_LO QUE SE PIDE:_
A. Indica si cada afirmación concuerda con el artículo sobre las reservas del Banco Central. Responde sí o no y cita literalmente las palabras del artículo que lo deciden.
(i) En Perú, el nivel de vida de la mayoría es bajo.
(ii) Hasta 2015, la Argentina acumuló grandes reservas en su Banco Central.
(iii) En Perú, los sucesivos gobiernos han podido modificar el modelo económico.
B. Según el artículo sobre las reservas del Banco Central, ¿a qué sector de Perú llegó durante décadas un ingreso masivo de capital extranjero?
C. Prolonga, por favor, el artículo sobre las reservas del Banco Central a partir de su última oración.

Hay una oportunidad de discutir política económica en serio. La abrió la ex Presidenta cuando se preguntó cómo podía ocurrir que un modelo económico con salarios bajos y clara orientación exportadora, no logre acumular reservas en su banco central. ¿Estaba aludiendo a la realidad argentina actual?
El razonamiento que expresó Cristina se entiende, pensando por ejemplo en Perú: ingreso masivo de capital extranjero durante décadas al sector minero, gran producción exportable, economía interna sin mejoras sociales significativas ni mejor distribución del ingreso, y acumulación de grandes reservas de divisas en el Banco Central, producto del auge exportador de materias primas sin elaboración protagonizado por las multinacionales. Esto atraviesa a gobiernos de diverso signo político, que se suceden sin que se pueda tocar “el modelo”. En ese país sobran divisas porque el nivel de vida mayoritario es bajo, lo que acota el consumo de bienes importados.
Si observamos a la Argentina, hay diferencias con el Perú. Hasta 2015, o sea, hasta hace muy poco, se hicieron esfuerzos públicos significativos para sostener un modelo que promovió el consumo popular masivo, lo que trajo a su vez problemas externos que llevaron casi al agotamiento de las reservas netas del Banco Central.

_DATOS DISPONIBLES:_
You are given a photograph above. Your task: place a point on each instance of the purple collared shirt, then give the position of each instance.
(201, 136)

_RESULTADOS OBTENIDOS:_
A.
(i) Sí: "En ese país sobran divisas porque el nivel de vida mayoritario es bajo".
(ii) No: "lo que trajo a su vez problemas externos que llevaron casi al agotamiento de las reservas netas del Banco Central".
(iii) No: "que se suceden sin que se pueda tocar “el modelo”".

B. Al sector minero.

C.
Macri vino a terminar con el consumo popular masivo, pero reemplazó las divisas que nos gastábamos en importar bienes finales, energía y máquinas para la industria –en eso se iban las reservas—, con las divisas que nos gastamos en pagar las deudas inútiles tomadas en su cuatrienio.
Tener un modelo exportador no se logra en unos meses, ni en pocos años. Se construye con numerosas acciones públicas y privadas que van creando una amplia oferta exportable destinada a mercados abiertos a las mismas. Todavía no se puede decir que nuestro país tenga un modelo exportador, porque sigue aferrado –lamentablemente— a las commodities agropecuarias, a las que se van sumando de a poco otros productos. En cambio, sí podemos decir que el macrismo legó una situación de salarios bajos, que el actual gobierno no logra revertir, salarios que tienden a hundirse aún más por la inflación que el actual gobierno no logra reducir. No queda en claro en qué consiste entonces la famosa frase de “tranquilizar la economía”, repetida por el ministro Guzmán.
Las reservas, a pesar del mercado interno a media máquina, las fuertes exportaciones y los buenos precios, no suben. ¿Qué estaría mal? La pasividad del Banco Central para cuidar las reservas, ya que debe escrutar con mucha más atención cada dólar que le piden las corporaciones al tipo de cambio oficial, ya que existen fundadas sospechas de maniobras inventadas para arrebatarle las preciadas divisas a la entidad monetaria. Pero más que un modelo, ese es un estilo de relación Estado-Capital muy perverso y enraizado en nuestro país.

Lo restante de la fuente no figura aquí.